TASK REQUIREMENTS: Give all of the lines again, with nothing added or dropped.

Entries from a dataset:
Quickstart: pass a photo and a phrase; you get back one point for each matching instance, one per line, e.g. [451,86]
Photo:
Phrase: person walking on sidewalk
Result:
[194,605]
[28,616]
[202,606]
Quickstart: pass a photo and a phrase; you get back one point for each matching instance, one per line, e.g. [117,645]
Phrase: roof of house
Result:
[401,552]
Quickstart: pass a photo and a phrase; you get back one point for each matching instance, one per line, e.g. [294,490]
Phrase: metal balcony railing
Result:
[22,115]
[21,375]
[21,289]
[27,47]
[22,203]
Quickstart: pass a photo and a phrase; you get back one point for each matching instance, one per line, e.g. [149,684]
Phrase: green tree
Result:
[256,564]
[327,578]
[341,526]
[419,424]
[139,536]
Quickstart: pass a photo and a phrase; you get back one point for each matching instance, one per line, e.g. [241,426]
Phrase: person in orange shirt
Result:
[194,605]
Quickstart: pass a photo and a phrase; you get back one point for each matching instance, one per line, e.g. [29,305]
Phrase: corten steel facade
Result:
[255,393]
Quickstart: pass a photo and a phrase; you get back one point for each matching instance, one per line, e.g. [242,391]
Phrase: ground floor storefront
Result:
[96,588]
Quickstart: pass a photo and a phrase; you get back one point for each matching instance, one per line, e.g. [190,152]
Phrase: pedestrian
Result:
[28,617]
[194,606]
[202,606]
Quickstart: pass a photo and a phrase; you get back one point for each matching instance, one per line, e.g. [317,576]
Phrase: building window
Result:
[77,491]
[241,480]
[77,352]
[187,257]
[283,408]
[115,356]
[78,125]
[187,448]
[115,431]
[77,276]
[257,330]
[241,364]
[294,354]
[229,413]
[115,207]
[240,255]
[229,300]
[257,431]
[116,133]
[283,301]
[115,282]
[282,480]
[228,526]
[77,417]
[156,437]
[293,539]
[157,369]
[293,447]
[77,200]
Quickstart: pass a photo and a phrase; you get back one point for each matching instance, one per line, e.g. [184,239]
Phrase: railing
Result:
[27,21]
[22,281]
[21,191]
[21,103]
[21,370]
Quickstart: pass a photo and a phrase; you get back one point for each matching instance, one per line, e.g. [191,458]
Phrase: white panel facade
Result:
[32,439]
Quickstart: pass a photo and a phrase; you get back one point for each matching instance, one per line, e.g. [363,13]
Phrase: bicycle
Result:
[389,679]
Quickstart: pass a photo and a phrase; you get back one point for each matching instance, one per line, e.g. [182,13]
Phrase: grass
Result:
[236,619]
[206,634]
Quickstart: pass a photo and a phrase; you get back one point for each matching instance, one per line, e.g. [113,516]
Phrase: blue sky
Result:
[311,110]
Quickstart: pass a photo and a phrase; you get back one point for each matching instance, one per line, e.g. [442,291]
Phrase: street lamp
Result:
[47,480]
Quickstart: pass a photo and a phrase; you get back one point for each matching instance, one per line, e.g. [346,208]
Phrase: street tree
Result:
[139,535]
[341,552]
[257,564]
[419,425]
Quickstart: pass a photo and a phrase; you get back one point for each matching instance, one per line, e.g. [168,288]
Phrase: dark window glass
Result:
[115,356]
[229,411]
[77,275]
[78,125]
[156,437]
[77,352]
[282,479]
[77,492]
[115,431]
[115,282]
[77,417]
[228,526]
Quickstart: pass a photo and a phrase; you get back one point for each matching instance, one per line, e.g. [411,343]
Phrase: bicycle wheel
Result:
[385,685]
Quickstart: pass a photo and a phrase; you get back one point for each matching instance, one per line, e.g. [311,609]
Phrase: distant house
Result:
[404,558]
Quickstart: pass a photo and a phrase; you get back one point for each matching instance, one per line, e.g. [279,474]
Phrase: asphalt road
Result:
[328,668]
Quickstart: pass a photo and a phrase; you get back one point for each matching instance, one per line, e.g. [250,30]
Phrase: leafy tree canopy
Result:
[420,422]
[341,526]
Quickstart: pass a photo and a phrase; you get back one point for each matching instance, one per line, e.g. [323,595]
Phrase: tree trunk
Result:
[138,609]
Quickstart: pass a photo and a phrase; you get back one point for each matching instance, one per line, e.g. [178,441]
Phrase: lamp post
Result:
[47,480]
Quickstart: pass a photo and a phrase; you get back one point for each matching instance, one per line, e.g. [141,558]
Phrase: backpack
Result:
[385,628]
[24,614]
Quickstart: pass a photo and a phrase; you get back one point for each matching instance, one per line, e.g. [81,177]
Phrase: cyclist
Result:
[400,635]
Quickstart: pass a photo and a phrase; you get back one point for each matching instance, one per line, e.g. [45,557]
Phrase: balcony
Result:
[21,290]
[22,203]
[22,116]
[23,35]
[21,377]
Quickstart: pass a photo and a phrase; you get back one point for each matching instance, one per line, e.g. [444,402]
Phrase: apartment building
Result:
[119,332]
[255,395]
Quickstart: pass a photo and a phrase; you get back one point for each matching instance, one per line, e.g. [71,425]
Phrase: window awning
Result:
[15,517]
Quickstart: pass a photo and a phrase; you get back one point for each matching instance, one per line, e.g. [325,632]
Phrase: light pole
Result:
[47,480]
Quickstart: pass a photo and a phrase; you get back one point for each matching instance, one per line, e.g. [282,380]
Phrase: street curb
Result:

RESULT:
Quickstart: pass a photo and a phrase; you get back one point for each matching instance, one per line, e.g. [451,86]
Photo:
Phrase: person walking on sidewalk
Result:
[194,605]
[28,616]
[202,606]
Quickstart: pass a photo and a phrase; you get back one point for each matching instance, one per line, e.g. [117,645]
Phrase: roof of house
Result:
[401,552]
Quickstart: pass a photo and a phrase; you get back one point for each matching instance, one per line, e.g. [294,490]
Phrase: metal balcony railing
Result:
[22,115]
[21,375]
[21,289]
[27,47]
[22,203]
Quickstart: pass a photo and a phrase; you get back one point for each matching instance, one per line, e.g. [149,684]
Phrase: green tree
Result:
[256,564]
[327,578]
[341,526]
[419,424]
[139,536]
Quickstart: pass a photo and a phrase; you get back one point for each matching instance, one per line, e.g. [241,426]
Phrase: person in orange shirt
Result:
[194,605]
Quickstart: pass a photo and a phrase; you get back one point for each matching instance, one per line, e.g. [29,305]
Phrase: corten steel facade
Result:
[255,393]
Quickstart: pass a photo and a phrase; you get back one point for each matching instance, one per line, e.g. [242,391]
Phrase: ground floor storefront
Result:
[96,588]
Quickstart: pass a photo and a phrase; you get back one point for each matching instance, one per line, e.g. [190,152]
Phrase: pedestrian
Result:
[28,617]
[194,606]
[202,606]
Quickstart: pass a photo and a phrase; you get back one point for each matching instance, one per line, e.g. [317,576]
Phrase: building window
Result:
[77,491]
[241,480]
[77,352]
[187,257]
[283,408]
[115,356]
[78,125]
[187,448]
[115,431]
[77,276]
[257,330]
[241,364]
[294,354]
[229,413]
[115,207]
[240,255]
[229,300]
[257,431]
[116,133]
[283,301]
[115,282]
[282,480]
[228,526]
[77,417]
[156,437]
[293,539]
[157,369]
[293,447]
[77,200]
Quickstart: pass a photo and a phrase; you get back one point for each matching instance, one per line, e.g. [184,239]
Phrase: railing
Result:
[27,21]
[22,281]
[21,191]
[21,103]
[21,370]
Quickstart: pass a photo and a phrase; you get back one point for each matching instance, one per line, e.g. [191,458]
Phrase: white panel facade
Result:
[32,439]
Quickstart: pass a photo and a phrase; you get back one point for each matching instance, one per line, e.g. [363,13]
Phrase: bicycle
Result:
[389,679]
Quickstart: pass a photo and a phrase; you get back one point for each matching instance, one per line, e.g. [182,13]
Phrase: grass
Result:
[236,619]
[206,634]
Quickstart: pass a photo and a phrase; you get back one point for each matching instance, one per line, e.g. [113,516]
Phrase: blue sky
Result:
[311,110]
Quickstart: pass a photo and a phrase; you get back one point for each matching instance, one per line, e.g. [442,291]
Phrase: street lamp
Result:
[47,480]
Quickstart: pass a photo and a phrase; you get back one point for each matching instance, one per line, e.g. [346,208]
Phrase: street tree
Result:
[139,535]
[341,552]
[257,564]
[419,425]
Quickstart: pass a photo and a phrase; you get back one point for each matching instance, one per line, e.g. [168,288]
Phrase: dark window glass
Result:
[115,356]
[229,411]
[77,275]
[78,125]
[156,437]
[77,352]
[282,479]
[77,492]
[115,431]
[115,282]
[77,417]
[228,526]
Quickstart: pass a photo and a phrase; you get back one point for each matching instance, one per line, e.g. [411,343]
Phrase: bicycle wheel
Result:
[385,685]
Quickstart: pass a photo and a phrase; you get back one point for each matching instance, one per line, e.g. [311,609]
Phrase: distant house
Result:
[404,558]
Quickstart: pass a photo and a phrase; you get back one point for each matching instance, one per line, e.g. [279,474]
Phrase: asphalt road
Result:
[328,668]
Quickstart: pass a photo and a phrase; you get back one point for each matching instance, one per line, e.g. [250,30]
Phrase: leafy tree canopy
Result:
[420,422]
[341,526]
Quickstart: pass a photo and a phrase; you get back one point for each matching instance, one per line, e.g. [323,595]
Phrase: tree trunk
Result:
[138,609]
Quickstart: pass a photo and a phrase; you get back one point for each matching instance, one per line, e.g. [178,441]
Phrase: lamp post
Result:
[47,480]
Quickstart: pass a photo and a phrase; you get back one point for each matching instance, one per line, e.g. [141,558]
Phrase: backpack
Result:
[385,628]
[24,614]
Quickstart: pass a photo and a phrase; you get back one point for each matching instance, one per line, e.g. [81,177]
Phrase: cyclist
Result:
[400,635]
Quickstart: pass a photo and a phrase; you get back one point for each matching instance, one per line, e.g. [45,557]
Phrase: balcony
Result:
[21,290]
[22,203]
[22,116]
[23,35]
[21,377]
Quickstart: pass a photo and a phrase; you get back one point for each matching instance, one per line, e.g. [444,402]
Phrase: apartment building
Result:
[119,332]
[255,395]
Quickstart: pass a photo and a phrase; you get back one point for each matching instance, one per line, e.g. [71,425]
Phrase: window awning
Result:
[15,517]
Quickstart: pass a photo and a phrase; you get back one point for each matching instance, one per line, e.g. [325,632]
Phrase: light pole
Result:
[47,480]
Quickstart: pass a photo and a phrase; you get back one point for each matching instance, one per line, e.g. [282,380]
Phrase: street curb
Result:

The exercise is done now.